WHAT YOU HAVE TO DO — Please print every record below exactly as it appears, but leave out the pictures.

(Collected data entries)
+ + + +
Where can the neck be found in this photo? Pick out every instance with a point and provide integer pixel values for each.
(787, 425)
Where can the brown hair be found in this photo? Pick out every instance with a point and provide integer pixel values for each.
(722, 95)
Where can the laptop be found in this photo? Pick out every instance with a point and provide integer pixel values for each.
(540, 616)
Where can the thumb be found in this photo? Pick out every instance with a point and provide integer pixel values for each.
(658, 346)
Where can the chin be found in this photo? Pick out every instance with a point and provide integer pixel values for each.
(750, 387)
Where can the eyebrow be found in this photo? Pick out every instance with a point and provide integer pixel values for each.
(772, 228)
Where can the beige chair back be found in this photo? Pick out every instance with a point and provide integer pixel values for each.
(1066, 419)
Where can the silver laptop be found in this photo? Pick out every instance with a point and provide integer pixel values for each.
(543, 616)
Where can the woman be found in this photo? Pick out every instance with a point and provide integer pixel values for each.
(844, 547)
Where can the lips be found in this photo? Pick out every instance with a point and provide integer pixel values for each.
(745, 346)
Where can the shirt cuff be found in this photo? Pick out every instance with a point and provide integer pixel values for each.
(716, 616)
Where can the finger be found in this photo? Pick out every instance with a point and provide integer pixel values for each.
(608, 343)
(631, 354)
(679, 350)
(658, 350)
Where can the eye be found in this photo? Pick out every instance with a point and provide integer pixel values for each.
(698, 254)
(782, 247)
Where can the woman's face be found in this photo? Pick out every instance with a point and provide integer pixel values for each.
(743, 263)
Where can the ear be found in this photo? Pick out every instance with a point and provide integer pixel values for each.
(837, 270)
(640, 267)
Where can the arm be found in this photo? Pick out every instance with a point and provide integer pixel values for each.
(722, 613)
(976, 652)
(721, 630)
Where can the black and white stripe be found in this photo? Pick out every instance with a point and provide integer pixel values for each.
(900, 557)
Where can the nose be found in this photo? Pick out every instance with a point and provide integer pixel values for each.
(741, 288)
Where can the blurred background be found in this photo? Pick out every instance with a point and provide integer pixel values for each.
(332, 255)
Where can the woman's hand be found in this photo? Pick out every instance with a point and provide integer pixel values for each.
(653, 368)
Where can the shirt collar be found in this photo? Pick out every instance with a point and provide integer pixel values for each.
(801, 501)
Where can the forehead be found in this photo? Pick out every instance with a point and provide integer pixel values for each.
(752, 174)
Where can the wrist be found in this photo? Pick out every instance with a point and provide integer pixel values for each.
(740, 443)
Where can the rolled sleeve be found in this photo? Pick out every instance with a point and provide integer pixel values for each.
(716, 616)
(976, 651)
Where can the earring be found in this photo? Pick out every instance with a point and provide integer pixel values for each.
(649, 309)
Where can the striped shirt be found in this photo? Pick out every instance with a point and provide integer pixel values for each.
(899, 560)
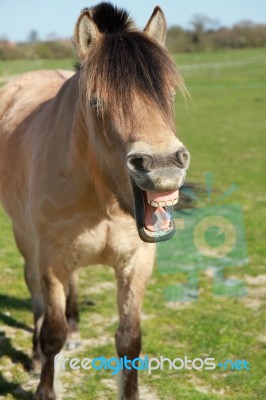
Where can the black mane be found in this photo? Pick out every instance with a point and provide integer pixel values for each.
(110, 19)
(127, 62)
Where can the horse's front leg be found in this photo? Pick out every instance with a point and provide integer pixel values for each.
(54, 328)
(132, 280)
(72, 315)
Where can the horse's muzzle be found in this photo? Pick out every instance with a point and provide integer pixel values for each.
(155, 181)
+ + + +
RESPONSE BOX —
Where can the neck be found in this photo? Pick out every instance with a point and provide integer pixel values for each.
(787, 425)
Where can the brown hair be found in this photo? Pick out every instance with a point and provide integer pixel values for each.
(722, 95)
Where can the laptop be found in this photo? Pick out every instance with a point and provide integer pixel values for each.
(540, 616)
Where can the thumb be found in this photo? Pick out every instance with a point and provide integer pixel values for each.
(658, 346)
Where can the chin be found in this photo? Pick out every instance with a point and provide integer pixel values for each.
(750, 387)
Where can the eyebrow be found in this photo? Pick out every instance with a point and provide integer pixel values for each.
(772, 228)
Where can the beige chair back be found in this photo? Pick out every instance with a point and provide integer pixel values for each.
(1066, 419)
Where can the silver laptop be found in this photo? Pick out every instance with a point and provide integer pixel values for each.
(543, 616)
Where can the woman be found in this photo? Pick out every instance with a point and provide integer pixel values for each.
(844, 547)
Where can the lips be found in this photo? Pick out every instance with a point and provide integer pixel values for each.
(745, 346)
Where can the shirt cuff be found in this photo? Pick out every instance with a point and provide integer pixel values for each.
(716, 616)
Where can the finger be found in this photo? Pick out every instance with a point and provide integer pixel values for each.
(608, 343)
(631, 354)
(679, 350)
(658, 350)
Where can the eye be found in this photo? Pick out every instance with a point and provide integer pixel values for each.
(698, 254)
(782, 247)
Where can the woman's face be found in this photo? Pick out every instance with a point and provide integer pixel values for each.
(743, 263)
Where can the ear be found in this photo? Pick out every instance with a point and provide integer pixel values for each.
(837, 270)
(640, 267)
Where can the arm be found in this photo? Pick out every instance with a point and provide integer pixel values for each.
(722, 613)
(976, 652)
(721, 630)
Where can the black and white stripe be found in this photo? Pick out every instance with a point and provide integer pixel values for each.
(900, 557)
Where can the nose be found in this photo? Pick out every instance with a point and provide integer pixel values for each.
(741, 288)
Where can the blurred background be found in this photo? Pick out every instance with a point and provide integer pixel values for each.
(332, 255)
Where can the woman's hand be found in this photo? Pick out every instance with a point and provide integer pixel values for each.
(653, 368)
Where can the shirt collar be found in this photo? Pick out every instance with a point and provide integer pixel values for each.
(801, 501)
Where can the forehead be found in this photo? Pick out every instance with a point and provide integer pixel values for each.
(752, 174)
Where can the wrist be found in this photo? Pick out every instance with a point and provide integer pixel values for each.
(740, 443)
Where can the rolled sleeve be found in this photo? Pick out every instance with a point and provide integer pixel values for each.
(716, 616)
(976, 651)
Where can the earring be found in this photo? Pick out every instance with a point and provide integer pixel values for each.
(649, 309)
Where can the striped shirt be found in this photo? Pick out every instance with a point and provide integer pixel values for each.
(899, 560)
Where can the black mane be found in this photo? Pick out every instance with a point and provide integer pixel values for each.
(110, 19)
(127, 62)
Where can the horse's front leg be found in this photo? Pick out every instance with a point and provide integer pixel values for each.
(54, 328)
(132, 280)
(72, 315)
Where can the horse's muzzle be found in this photo? Pick out every instance with a point and provide integer pixel values for each.
(155, 181)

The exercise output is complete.